#### [Text segment]
A different view on the link between tinnitus and cognition; is there a reciprocal link?
Published in International Journal of Neuroscience, 2018
Elham Tavanai, Ghassem Mohammadkhani
Cuny et al. (2003) suggest fixation of this phantom auditory perception in the central auditory system may be influenced by attending to that. Based on the findings, tinnitus disturbs the automatic system responsible for automatic attention switching. Tinnitus subjects seem to have trouble in redirecting attention to something other than the tinnitus ear [22]. As a result, disabling tinnitus could lead to a higher level of selective attention directed toward the tinnitus signal that may increase the tinnitus-induced distress and prevent habituation. Several authors have argued that an attentional process may be involved in delaying or preventing habituation mechanisms in tinnitus [22]. Ridder et al. (2006) suggested that amygdala suppression can distract the center of attention. They performed selective amobarbital injections in the anterior choroidal artery that resulted in a nonfunctional amygdalohippocampal area for 10 min to evaluate the function of hippocampus and amygdala in tinnitus patients. Amytal injection ipsilateral to the tinnitus side leaded to a maximum of 30% tinnitus suppression, whereas amytal injection contralateral to the tinnitus side yielded 60–70% tinnitus suppression. They concluded that the amygdalohippocampal involvement in tinnitus perception might be crossed. As mentioned earlier, hippocampus and amygdala are involved in both cognitive function and tinnitus. It has been suggested that the essential function of the amygdalohippocampal structures is the forming of a paradoxical auditory memory for tinnitus. Therefore, it seems that the role of hippocampus and amygdala in tinnitus is persistence of tinnitus by updating auditory memory for tinnitus. As a result, suppressing the hippocampus causes the brain not to able to update the memory for the tinnitus and in turn disappearance of the tinnitus sounds [65].

#### [Information shown]

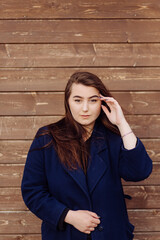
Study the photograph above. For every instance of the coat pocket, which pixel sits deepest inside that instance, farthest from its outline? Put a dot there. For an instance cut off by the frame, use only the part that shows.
(130, 229)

#### [The task]
Answer these from the text on tinnitus and cognition.
(a) In which journal, and in what year, was it published?
(b) According to Cuny et al. (2003), what may influence fixation of the phantom auditory perception in the central auditory system?
(c) How much tinnitus suppression did amytal injection contralateral to the tinnitus side yield?

#### [Result of this task]
(a) International Journal of Neuroscience, 2018.
(b) Attending to it.
(c) 60–70%.